- PASSAGE SHOWN:
Nursing homes must highlight pros and cons of restraints

When I placed my frail elderly mother, who has dementia, in a nursing home recently, the person-in-charge wanted me to sign a consent form for the use of various forms of restraints.

The rationale given was that it was for her safety and would prevent the risk of falls.

I refused to sign the form, and was advised that the nursing home may not accept my mother if I did not.

I was fortunate enough to have read Associate Professor Philip Yap Lin Kiat's article (Let's stop tying down old people; July 19), and so negotiated with the nursing home for an "observe and see" approach to managing my mother's condition.

The objective of restraints is to protect the patient from harm.

However, research suggests that the negative outcomes outweigh the benefits of using them.

The Journal of Medical Ethics has reported that patients who are restrained can suffer respiratory complications, urinary incontinence and constipation.

They have increased dependence in activities of daily living, impaired muscle strength, decreased cardiovascular endurance and feelings of depression and apathy.

In many cases, the discomfort and anxiety of a restrained older person is only increased, resulting in a heightened risk of bruises, injury and even death.

As a son, I would not wish to subject my mother to such an experience.

- REQUIRED WORK:
[A] In the letter on nursing home restraints, what reason was given for using restraints on the writer's mother?
[B] Turn the paragraph of the restraints letter that begins "They have increased dependence" into a short list.
[C] Retype the stretch of the restraints letter from "I was fortunate" through "of using them.".
The material after this letter is separate and has no connection to it.

- LISTED ENTRIES:
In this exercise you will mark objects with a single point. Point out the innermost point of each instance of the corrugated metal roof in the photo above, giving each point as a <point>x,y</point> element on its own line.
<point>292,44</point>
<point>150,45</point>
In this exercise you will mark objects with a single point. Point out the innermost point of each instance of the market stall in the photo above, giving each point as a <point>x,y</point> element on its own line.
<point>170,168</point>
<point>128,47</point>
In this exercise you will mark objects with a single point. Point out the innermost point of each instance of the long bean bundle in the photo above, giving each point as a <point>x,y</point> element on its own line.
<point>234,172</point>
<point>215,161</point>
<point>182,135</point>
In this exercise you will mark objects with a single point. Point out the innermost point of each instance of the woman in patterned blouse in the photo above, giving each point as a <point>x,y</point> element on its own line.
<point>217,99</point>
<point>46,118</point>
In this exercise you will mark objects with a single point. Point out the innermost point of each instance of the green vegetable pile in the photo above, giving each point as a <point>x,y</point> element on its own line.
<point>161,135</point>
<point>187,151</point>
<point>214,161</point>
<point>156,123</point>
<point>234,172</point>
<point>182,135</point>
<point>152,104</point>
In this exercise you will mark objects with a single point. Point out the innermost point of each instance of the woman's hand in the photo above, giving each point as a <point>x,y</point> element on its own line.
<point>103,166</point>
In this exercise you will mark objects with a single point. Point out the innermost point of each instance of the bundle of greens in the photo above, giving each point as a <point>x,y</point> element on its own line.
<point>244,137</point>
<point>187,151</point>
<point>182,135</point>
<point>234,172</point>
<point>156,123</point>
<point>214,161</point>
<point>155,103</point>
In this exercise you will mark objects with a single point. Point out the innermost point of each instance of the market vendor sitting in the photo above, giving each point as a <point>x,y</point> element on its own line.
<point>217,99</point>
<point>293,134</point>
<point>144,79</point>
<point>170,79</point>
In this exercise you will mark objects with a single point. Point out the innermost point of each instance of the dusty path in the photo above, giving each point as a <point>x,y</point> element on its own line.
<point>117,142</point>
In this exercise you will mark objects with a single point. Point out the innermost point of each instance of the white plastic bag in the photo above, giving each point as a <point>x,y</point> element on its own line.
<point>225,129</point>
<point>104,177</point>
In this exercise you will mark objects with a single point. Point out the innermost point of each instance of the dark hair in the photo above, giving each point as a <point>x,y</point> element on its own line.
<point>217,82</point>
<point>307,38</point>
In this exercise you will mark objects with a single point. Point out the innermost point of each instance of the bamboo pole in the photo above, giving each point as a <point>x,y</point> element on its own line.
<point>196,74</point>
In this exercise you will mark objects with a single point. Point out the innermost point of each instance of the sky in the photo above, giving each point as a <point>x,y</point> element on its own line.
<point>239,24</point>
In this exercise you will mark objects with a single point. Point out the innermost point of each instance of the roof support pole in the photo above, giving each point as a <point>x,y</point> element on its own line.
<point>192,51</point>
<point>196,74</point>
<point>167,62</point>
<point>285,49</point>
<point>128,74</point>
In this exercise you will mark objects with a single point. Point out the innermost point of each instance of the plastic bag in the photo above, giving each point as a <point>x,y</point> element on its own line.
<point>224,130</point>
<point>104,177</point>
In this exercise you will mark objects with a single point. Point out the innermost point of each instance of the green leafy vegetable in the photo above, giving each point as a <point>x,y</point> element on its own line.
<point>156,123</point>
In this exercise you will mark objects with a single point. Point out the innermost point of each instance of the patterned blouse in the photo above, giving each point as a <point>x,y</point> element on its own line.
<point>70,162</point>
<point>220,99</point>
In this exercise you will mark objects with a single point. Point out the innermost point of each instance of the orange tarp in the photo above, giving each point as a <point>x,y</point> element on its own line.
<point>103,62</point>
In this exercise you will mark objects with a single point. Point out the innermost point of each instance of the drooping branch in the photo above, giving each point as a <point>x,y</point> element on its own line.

- EXPECTED RESULTS:
[A] It was for her safety and would prevent the risk of falls.

[B]
- Increased dependence in activities of daily living
- Impaired muscle strength
- Decreased cardiovascular endurance
- Feelings of depression and apathy

[C]
I was fortunate enough to have read Associate Professor Philip Yap Lin Kiat's article (Let's stop tying down old people; July 19), and so negotiated with the nursing home for an "observe and see" approach to managing my mother's condition.

The objective of restraints is to protect the patient from harm.

However, research suggests that the negative outcomes outweigh the benefits of using them.